• Information shown:
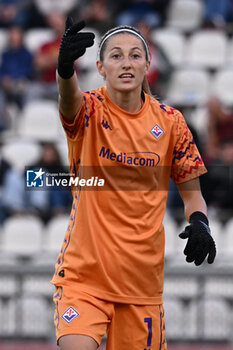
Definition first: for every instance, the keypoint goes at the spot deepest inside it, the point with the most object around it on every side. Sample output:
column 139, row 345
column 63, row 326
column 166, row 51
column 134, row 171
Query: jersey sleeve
column 76, row 128
column 187, row 163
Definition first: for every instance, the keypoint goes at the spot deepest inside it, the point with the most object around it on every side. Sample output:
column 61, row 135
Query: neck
column 130, row 101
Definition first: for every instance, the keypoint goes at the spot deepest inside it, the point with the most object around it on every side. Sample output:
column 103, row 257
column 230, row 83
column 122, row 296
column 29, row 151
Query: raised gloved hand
column 73, row 45
column 200, row 242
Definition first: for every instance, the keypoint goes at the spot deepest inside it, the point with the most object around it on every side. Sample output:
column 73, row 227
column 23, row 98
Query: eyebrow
column 119, row 48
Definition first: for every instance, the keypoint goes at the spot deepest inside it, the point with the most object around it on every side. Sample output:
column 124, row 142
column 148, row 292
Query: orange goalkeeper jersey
column 114, row 244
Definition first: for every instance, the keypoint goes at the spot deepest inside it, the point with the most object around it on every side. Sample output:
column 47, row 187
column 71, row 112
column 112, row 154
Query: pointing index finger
column 77, row 27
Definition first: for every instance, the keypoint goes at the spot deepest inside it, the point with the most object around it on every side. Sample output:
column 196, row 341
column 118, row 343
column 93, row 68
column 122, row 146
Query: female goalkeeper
column 109, row 273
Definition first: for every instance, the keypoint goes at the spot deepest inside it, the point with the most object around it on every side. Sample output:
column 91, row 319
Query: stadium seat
column 48, row 6
column 181, row 286
column 217, row 319
column 22, row 236
column 186, row 15
column 174, row 318
column 9, row 284
column 198, row 118
column 55, row 233
column 207, row 48
column 3, row 40
column 220, row 286
column 222, row 86
column 40, row 121
column 229, row 56
column 188, row 87
column 35, row 38
column 62, row 148
column 20, row 152
column 173, row 42
column 8, row 317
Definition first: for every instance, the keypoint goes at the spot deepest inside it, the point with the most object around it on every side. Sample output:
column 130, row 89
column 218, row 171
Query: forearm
column 196, row 202
column 70, row 96
column 192, row 197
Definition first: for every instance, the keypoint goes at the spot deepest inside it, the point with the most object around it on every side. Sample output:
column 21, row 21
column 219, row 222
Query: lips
column 126, row 75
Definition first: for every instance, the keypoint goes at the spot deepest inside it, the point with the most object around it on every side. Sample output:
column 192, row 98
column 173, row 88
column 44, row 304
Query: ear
column 147, row 67
column 101, row 69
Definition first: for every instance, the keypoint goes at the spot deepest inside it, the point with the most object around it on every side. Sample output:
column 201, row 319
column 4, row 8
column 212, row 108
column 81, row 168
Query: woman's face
column 124, row 63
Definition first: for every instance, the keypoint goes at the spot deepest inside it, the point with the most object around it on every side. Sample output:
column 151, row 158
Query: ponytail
column 145, row 87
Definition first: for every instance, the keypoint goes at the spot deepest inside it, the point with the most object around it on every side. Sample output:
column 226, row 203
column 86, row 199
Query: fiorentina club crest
column 70, row 314
column 157, row 131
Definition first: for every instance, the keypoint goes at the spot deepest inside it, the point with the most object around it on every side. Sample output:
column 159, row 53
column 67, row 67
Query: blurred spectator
column 48, row 6
column 218, row 12
column 4, row 168
column 45, row 61
column 14, row 199
column 15, row 69
column 4, row 118
column 220, row 127
column 160, row 68
column 98, row 14
column 21, row 13
column 9, row 11
column 150, row 11
column 50, row 201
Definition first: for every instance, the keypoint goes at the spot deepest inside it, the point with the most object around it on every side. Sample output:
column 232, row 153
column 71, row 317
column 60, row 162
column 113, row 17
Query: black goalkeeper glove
column 73, row 45
column 200, row 242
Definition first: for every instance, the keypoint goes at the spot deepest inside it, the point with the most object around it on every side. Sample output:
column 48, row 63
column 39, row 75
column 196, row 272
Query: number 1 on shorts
column 148, row 320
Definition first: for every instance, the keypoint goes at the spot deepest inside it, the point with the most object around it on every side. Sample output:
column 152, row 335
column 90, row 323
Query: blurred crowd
column 27, row 74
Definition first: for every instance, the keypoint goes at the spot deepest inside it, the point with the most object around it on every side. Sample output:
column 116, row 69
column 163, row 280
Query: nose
column 126, row 64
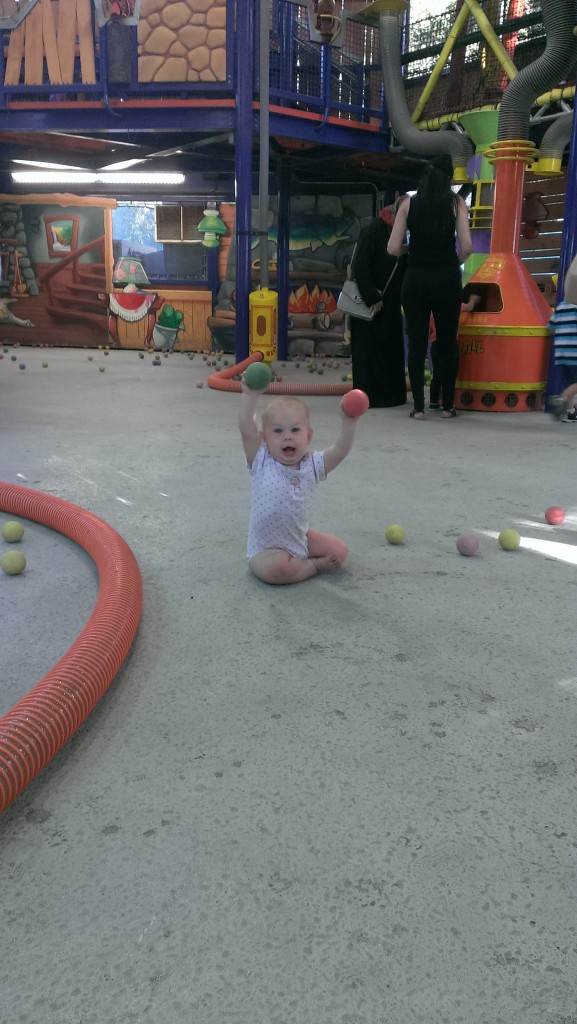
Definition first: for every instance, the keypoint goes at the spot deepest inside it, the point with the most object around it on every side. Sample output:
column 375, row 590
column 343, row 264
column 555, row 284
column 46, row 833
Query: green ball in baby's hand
column 257, row 376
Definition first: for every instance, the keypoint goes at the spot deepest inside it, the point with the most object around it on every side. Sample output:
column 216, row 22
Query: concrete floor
column 347, row 802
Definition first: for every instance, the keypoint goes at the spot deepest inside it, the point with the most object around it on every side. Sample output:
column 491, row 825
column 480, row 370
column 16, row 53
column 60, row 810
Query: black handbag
column 351, row 301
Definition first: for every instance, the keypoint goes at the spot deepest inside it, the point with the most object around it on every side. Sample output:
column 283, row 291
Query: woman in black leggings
column 436, row 219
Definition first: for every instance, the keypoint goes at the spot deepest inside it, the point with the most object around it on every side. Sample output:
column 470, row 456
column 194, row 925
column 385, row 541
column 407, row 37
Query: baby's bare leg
column 276, row 565
column 326, row 551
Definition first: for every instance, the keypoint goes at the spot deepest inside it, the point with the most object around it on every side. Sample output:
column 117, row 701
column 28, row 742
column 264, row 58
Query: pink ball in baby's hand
column 554, row 515
column 355, row 402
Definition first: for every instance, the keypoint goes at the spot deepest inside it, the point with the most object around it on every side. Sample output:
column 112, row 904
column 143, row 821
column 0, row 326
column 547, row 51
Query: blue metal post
column 283, row 235
column 568, row 245
column 244, row 70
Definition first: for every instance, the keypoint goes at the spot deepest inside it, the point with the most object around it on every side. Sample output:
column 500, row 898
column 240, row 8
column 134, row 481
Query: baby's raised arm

• Goal of the exercise: Please repeat the data above exactly as it appears, pictures excluded.

• Exercise solution:
Definition first: for every instance, the keypoint goes at the spot deepest inside it, the point with the most object around it on every side. Sample output:
column 139, row 345
column 63, row 326
column 166, row 51
column 134, row 171
Query: jersey sleeve
column 76, row 128
column 187, row 163
Definition first: for every instance, the keypoint goes at the spot deepest inside it, the point with the most object around it on every side. Sample output:
column 61, row 135
Query: neck
column 130, row 101
Definition first: for every instance, the keypoint goes at the spot deepest inside it, the point with the most object around it on every side. Sample output:
column 103, row 257
column 230, row 83
column 122, row 296
column 29, row 151
Query: raised gloved hand
column 73, row 45
column 200, row 242
Definition first: for every instance, the keypoint goes at the spot deepest inside it, the point with the most object around it on every side. Sample output:
column 73, row 227
column 23, row 98
Query: eyebrow
column 119, row 48
Definition first: for every instance, the keypoint goes at the spot deepest inside it, the point with the most object around it on every side. Sample output:
column 124, row 142
column 148, row 292
Query: orange goalkeeper jersey
column 114, row 244
Definition first: for every instance, the keypoint goes at the spot deepest inside it, the point with the most object around it on every side. Sample output:
column 47, row 187
column 71, row 112
column 112, row 154
Query: pointing index finger
column 77, row 27
Definition first: for every instance, the keypoint goes at the spot deepest inside it, the point with the most object around it on every side. Sample output:
column 196, row 341
column 118, row 343
column 93, row 68
column 122, row 146
Query: female goalkeeper
column 109, row 273
Definition first: for every instance, the keypoint goes at the spot deepest inside it, the point with the most object around it on every side. Sample output:
column 91, row 319
Query: stadium seat
column 48, row 6
column 181, row 286
column 217, row 319
column 22, row 236
column 186, row 15
column 174, row 318
column 9, row 284
column 198, row 118
column 55, row 233
column 207, row 48
column 3, row 40
column 220, row 286
column 222, row 86
column 40, row 121
column 229, row 56
column 188, row 87
column 35, row 38
column 62, row 148
column 20, row 152
column 173, row 42
column 8, row 317
Definition first: for every instance, the keypoint goes at the spot deepest inside it, the point with the most object around it on every side. Sample output:
column 130, row 89
column 218, row 171
Query: forearm
column 196, row 202
column 70, row 96
column 192, row 197
Definition first: for every instance, the keypoint goes at the spot deepest inside it, the point with the most object around it on every side. Sample output:
column 21, row 21
column 219, row 222
Query: lips
column 126, row 75
Definition first: for every instance, the keypoint goes at the spot deepest inside it, the point with the most object around it on every side. Sample output:
column 192, row 98
column 173, row 88
column 44, row 304
Query: ear
column 147, row 67
column 101, row 69
Definition first: for every instance, the keypoint goes at the spot deepest inside it, the point with the most object around it on every side. Sample output:
column 201, row 319
column 4, row 8
column 212, row 108
column 81, row 168
Query: woman's face
column 124, row 63
Definition first: for every instance, the keypoint goes at the spot deepest inside it, the point with the most object around it on every side. Sample output:
column 151, row 158
Query: ponytail
column 145, row 87
Definition first: for every instance, the keypoint goes at the spot deepest inside it, the point with the most object around it on every side. Sample output:
column 226, row 203
column 86, row 199
Query: fiorentina club crest
column 70, row 314
column 157, row 131
Definition first: for every instance, the keypoint goes at the spot deepest inside it, the point with the most object around it on every side. Sample output:
column 159, row 53
column 67, row 67
Query: blurred spectator
column 48, row 6
column 218, row 12
column 4, row 168
column 45, row 61
column 14, row 199
column 15, row 69
column 4, row 118
column 220, row 127
column 160, row 68
column 98, row 14
column 21, row 13
column 9, row 11
column 150, row 11
column 50, row 201
Definition first: for every instance, the keypoint goes at the spot deepest inside it, the point with the most object around it on every side. Sample output:
column 232, row 153
column 71, row 317
column 60, row 162
column 113, row 17
Query: black goalkeeper glove
column 73, row 45
column 200, row 242
Definition first: for every instance, the keypoint goes at the spot deepest inside it, the point with the most object around it on every side. Sample output:
column 48, row 63
column 39, row 75
column 196, row 272
Query: number 1 on shorts
column 148, row 320
Definition first: for every instance, the keypoint goes at the spot deepest inside it, the point with the most object around it on every side. Sample output:
column 152, row 335
column 90, row 323
Query: blurred crowd
column 27, row 74
Definition first: for every instance, the keypoint goes at the spot deepest inside it, the point with the most object around it on every side. Sample output:
column 116, row 69
column 163, row 280
Query: nose
column 126, row 64
Definition first: for every instance, the keypoint goes at the spot deepest inside it, the point with the most object around it on every side. Sample output:
column 375, row 590
column 343, row 264
column 555, row 284
column 46, row 833
Query: green ball in baby's hand
column 257, row 376
Definition first: for every instance, the keypoint goes at the spot deepest inside it, the point with the most object around it on every side. Sample output:
column 216, row 22
Query: concrete floor
column 347, row 802
Definition first: for every instance, the keypoint goes at the spot deepest inside it, the point with the most object around it on every side. Sample output:
column 491, row 825
column 480, row 370
column 16, row 53
column 60, row 810
Query: black handbag
column 351, row 301
Definition first: for every instance, the keypoint goes at the spot deepest inside it, the point with the most object around it on every side. Sample output:
column 283, row 291
Query: woman in black leggings
column 436, row 219
Definition first: for every instance, the keypoint goes at the spot deepest inside it, the point with the most object around it on every side. Sample output:
column 470, row 456
column 194, row 925
column 385, row 541
column 407, row 37
Query: baby's bare leg
column 276, row 565
column 326, row 551
Definition first: for every instance, the keypoint goes at the spot deepest inside it, the point with the most object around it on every side. Sample output:
column 117, row 701
column 28, row 742
column 264, row 58
Query: pink ball in baby's hand
column 554, row 515
column 355, row 402
Definition first: for every instance, the keypoint goes at the spot deepest inside it, the point with the most object around it on every side. Sample output:
column 112, row 904
column 143, row 821
column 0, row 326
column 547, row 51
Query: blue metal post
column 283, row 235
column 568, row 245
column 244, row 70
Definition first: for every instance, the keypoint goes at the spot deepest inside it, the point with the most object around it on every side. Sample output:
column 500, row 898
column 240, row 8
column 134, row 481
Query: baby's raised arm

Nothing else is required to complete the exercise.